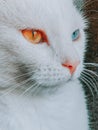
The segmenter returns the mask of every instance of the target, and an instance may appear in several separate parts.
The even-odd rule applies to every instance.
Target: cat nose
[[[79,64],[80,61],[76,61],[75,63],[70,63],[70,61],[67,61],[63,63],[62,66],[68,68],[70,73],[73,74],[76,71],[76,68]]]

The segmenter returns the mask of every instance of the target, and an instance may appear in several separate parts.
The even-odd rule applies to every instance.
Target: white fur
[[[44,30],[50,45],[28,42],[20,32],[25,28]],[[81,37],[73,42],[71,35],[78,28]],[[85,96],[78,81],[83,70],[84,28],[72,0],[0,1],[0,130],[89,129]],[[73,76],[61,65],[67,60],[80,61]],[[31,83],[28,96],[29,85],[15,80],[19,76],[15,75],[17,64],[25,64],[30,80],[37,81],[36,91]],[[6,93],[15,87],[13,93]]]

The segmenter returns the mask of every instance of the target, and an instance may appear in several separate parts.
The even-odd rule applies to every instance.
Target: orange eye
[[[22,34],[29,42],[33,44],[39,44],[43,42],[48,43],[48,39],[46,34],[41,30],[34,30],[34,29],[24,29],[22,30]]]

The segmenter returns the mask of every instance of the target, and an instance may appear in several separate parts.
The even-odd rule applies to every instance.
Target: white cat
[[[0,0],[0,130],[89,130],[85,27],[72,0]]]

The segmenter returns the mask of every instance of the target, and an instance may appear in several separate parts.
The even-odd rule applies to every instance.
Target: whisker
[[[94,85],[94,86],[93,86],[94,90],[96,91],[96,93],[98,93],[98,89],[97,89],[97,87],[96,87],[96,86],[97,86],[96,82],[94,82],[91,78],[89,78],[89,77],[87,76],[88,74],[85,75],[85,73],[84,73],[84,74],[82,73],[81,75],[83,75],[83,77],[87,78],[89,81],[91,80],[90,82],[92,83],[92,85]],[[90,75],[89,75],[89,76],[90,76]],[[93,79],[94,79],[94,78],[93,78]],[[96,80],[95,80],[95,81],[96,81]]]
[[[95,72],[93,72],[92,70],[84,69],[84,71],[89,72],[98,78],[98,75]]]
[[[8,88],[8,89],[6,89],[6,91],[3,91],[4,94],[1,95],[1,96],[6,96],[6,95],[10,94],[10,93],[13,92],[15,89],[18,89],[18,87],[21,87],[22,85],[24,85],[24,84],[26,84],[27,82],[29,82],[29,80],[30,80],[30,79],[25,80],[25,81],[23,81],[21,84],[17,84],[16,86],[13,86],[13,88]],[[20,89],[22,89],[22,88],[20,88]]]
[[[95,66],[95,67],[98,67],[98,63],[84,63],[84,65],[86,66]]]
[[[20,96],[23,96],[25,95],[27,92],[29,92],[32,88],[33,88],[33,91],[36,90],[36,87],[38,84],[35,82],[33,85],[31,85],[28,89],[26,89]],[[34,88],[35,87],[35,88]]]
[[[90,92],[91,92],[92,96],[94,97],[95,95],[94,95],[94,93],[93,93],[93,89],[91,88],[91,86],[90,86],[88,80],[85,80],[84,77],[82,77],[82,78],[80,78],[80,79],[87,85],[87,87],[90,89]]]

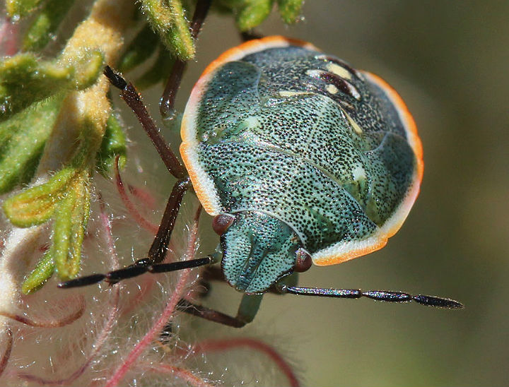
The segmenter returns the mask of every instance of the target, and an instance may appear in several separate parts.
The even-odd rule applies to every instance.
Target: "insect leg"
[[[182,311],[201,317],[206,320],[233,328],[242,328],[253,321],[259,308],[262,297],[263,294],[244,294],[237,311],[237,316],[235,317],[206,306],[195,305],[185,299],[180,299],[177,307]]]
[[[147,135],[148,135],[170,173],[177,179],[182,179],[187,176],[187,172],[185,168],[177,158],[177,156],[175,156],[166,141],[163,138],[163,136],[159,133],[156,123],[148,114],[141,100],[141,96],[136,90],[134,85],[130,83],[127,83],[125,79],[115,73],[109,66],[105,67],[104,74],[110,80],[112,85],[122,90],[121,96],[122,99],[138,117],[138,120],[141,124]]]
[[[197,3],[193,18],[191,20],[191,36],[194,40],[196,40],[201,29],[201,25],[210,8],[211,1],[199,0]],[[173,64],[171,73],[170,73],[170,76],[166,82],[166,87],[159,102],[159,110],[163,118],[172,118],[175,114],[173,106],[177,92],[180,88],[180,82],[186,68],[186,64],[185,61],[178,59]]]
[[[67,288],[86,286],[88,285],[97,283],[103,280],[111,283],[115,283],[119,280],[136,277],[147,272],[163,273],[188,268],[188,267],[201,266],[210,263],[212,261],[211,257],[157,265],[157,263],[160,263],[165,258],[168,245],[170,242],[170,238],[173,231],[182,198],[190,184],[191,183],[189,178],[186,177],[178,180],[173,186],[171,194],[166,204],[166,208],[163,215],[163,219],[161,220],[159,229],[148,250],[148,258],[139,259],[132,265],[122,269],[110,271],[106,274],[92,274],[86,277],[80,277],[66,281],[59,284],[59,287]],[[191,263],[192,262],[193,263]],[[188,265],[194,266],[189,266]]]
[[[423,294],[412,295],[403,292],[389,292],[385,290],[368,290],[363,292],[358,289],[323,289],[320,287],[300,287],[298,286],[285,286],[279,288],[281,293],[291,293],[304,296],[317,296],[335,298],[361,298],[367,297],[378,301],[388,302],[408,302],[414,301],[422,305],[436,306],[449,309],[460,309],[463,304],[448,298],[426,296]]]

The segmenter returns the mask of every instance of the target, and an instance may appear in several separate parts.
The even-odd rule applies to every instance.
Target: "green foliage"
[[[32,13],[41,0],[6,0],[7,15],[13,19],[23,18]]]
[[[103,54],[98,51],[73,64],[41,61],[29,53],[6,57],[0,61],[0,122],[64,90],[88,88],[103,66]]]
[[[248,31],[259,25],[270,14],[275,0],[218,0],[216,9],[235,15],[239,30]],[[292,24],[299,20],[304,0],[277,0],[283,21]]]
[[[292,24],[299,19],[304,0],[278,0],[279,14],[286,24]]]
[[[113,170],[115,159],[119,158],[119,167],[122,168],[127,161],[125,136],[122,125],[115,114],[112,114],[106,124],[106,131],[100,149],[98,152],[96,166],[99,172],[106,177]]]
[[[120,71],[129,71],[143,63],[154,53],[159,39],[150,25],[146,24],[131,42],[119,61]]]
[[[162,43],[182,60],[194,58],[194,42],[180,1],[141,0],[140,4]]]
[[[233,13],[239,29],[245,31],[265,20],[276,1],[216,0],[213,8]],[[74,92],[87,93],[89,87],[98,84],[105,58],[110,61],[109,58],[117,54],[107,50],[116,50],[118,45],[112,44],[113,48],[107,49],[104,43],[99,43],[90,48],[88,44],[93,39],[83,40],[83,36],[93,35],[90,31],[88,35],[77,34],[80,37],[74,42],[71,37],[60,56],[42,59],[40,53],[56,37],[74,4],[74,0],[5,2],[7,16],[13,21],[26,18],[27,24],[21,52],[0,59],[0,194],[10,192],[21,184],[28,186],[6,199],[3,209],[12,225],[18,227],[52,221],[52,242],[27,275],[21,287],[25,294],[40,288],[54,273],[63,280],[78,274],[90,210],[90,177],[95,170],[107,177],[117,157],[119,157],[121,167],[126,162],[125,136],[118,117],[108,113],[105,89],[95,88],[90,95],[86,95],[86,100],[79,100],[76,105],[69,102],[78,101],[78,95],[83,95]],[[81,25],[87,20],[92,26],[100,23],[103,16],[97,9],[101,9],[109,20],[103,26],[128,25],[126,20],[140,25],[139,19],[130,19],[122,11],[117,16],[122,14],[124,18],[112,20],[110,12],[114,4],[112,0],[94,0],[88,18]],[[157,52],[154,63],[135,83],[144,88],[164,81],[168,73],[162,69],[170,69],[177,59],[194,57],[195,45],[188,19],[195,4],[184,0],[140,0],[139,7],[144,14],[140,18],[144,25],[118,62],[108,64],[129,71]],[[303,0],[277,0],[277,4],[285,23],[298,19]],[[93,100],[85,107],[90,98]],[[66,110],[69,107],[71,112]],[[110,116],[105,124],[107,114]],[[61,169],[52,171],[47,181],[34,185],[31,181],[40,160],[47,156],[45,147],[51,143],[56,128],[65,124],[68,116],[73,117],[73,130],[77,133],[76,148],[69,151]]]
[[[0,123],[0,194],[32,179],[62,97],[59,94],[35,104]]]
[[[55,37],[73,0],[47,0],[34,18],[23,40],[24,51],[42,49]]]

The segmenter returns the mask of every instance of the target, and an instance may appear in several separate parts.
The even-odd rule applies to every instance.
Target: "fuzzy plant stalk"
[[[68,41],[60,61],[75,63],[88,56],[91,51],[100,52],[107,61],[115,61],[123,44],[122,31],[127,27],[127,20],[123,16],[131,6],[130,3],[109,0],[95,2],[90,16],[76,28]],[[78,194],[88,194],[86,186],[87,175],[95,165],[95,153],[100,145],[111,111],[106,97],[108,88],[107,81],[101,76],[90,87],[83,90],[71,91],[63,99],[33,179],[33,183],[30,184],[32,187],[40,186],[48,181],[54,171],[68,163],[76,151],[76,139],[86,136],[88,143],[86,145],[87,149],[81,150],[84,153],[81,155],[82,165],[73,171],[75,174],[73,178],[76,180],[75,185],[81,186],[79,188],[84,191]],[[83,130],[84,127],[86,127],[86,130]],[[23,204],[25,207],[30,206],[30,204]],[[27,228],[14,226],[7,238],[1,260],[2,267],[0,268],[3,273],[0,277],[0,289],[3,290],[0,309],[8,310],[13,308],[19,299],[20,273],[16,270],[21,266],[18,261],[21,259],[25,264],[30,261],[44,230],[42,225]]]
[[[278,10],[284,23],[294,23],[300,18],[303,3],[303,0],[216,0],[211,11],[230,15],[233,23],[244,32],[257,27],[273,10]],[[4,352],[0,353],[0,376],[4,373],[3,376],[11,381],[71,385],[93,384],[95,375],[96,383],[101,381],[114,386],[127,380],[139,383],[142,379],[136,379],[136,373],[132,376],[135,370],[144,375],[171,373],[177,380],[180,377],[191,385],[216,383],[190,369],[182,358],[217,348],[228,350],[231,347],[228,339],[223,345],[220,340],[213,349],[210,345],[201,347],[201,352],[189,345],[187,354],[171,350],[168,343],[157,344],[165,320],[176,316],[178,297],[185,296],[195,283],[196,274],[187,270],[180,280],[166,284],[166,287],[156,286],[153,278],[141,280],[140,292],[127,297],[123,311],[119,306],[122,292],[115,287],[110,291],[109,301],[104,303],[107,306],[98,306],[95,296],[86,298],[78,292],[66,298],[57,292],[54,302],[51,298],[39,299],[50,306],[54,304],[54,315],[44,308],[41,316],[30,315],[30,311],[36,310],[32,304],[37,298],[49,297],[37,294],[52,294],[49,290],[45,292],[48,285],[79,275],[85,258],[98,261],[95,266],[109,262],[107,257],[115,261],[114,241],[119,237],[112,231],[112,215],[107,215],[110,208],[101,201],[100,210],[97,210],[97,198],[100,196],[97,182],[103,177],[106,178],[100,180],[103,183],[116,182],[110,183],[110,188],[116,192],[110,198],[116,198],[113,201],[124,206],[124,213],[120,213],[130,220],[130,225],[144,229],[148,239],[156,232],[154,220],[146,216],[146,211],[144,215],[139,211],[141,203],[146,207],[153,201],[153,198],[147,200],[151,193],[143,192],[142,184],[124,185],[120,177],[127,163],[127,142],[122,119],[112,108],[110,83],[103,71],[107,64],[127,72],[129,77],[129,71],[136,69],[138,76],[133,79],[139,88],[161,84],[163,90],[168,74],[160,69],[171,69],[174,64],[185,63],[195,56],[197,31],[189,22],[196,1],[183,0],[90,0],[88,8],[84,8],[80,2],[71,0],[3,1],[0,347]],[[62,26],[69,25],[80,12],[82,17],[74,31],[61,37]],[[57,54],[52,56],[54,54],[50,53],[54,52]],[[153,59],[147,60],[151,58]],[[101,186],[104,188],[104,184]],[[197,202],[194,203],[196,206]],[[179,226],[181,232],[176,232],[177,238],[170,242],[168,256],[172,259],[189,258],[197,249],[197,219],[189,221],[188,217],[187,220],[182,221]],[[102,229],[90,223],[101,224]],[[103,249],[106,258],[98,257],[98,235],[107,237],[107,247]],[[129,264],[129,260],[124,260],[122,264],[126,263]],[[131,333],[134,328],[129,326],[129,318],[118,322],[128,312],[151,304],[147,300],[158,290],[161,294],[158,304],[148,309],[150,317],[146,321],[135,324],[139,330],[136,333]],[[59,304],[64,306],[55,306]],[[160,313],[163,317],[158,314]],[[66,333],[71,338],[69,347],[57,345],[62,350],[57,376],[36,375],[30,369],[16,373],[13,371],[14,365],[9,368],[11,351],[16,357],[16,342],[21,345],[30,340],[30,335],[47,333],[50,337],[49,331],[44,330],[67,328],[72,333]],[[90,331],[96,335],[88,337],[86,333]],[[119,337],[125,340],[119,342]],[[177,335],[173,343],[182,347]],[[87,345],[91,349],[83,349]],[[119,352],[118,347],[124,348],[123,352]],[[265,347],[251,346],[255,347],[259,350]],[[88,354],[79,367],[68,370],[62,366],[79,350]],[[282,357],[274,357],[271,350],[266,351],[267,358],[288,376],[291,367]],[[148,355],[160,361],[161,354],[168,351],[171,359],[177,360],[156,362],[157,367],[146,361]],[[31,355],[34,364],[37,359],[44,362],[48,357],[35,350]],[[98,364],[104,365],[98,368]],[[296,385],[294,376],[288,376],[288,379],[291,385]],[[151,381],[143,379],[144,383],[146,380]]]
━━━━━━━━━━━━━━━━━━━━
■ Brief: Put the lines from the beginning of the records through the line containing "[[[0,0],[0,130],[89,130],[85,27],[72,0]]]" into a Markdown table with the columns Row and Line, skipping blank lines and leaving the pictures out.

■ Solution to the problem:
| Row | Line |
|---|---|
| 1 | The segmenter returns the mask of every instance of the target, and an instance may appear in several separate parts. |
| 2 | The even-odd rule applies to every instance. |
| 3 | Target: cat nose |
| 4 | [[[79,64],[80,61],[76,61],[75,63],[70,63],[70,61],[67,61],[63,63],[62,66],[68,68],[70,73],[73,74],[76,71],[76,68]]] |
| 5 | The segmenter returns the mask of every instance of the target, and an instance may appear in several separate parts. |
| 6 | The even-odd rule applies to every instance. |
| 7 | Target: white fur |
| 8 | [[[44,30],[50,45],[28,42],[20,32],[25,28]],[[81,37],[73,42],[71,35],[78,28]],[[85,96],[78,81],[83,70],[84,28],[72,0],[0,1],[0,130],[89,129]],[[73,76],[61,65],[67,60],[80,61]],[[31,83],[28,96],[29,85],[15,80],[19,76],[15,75],[17,64],[25,64],[30,80],[37,81],[36,91]],[[6,93],[15,87],[13,93]]] |
| 9 | The segmenter returns the mask of every instance of the target, and an instance may appear in several separate parts. |
| 10 | The even-odd rule applies to every instance. |
| 11 | Target: orange eye |
| 12 | [[[22,34],[29,42],[33,44],[39,44],[43,42],[48,43],[48,39],[46,34],[41,30],[34,30],[34,29],[24,29],[22,30]]] |
| 13 | The segmenter returns the mask of every instance of the target, and an instance may appear in several separate parts. |
| 14 | The even-odd rule applies to every instance. |
| 15 | Target: white cat |
| 16 | [[[0,0],[0,130],[89,130],[85,27],[72,0]]] |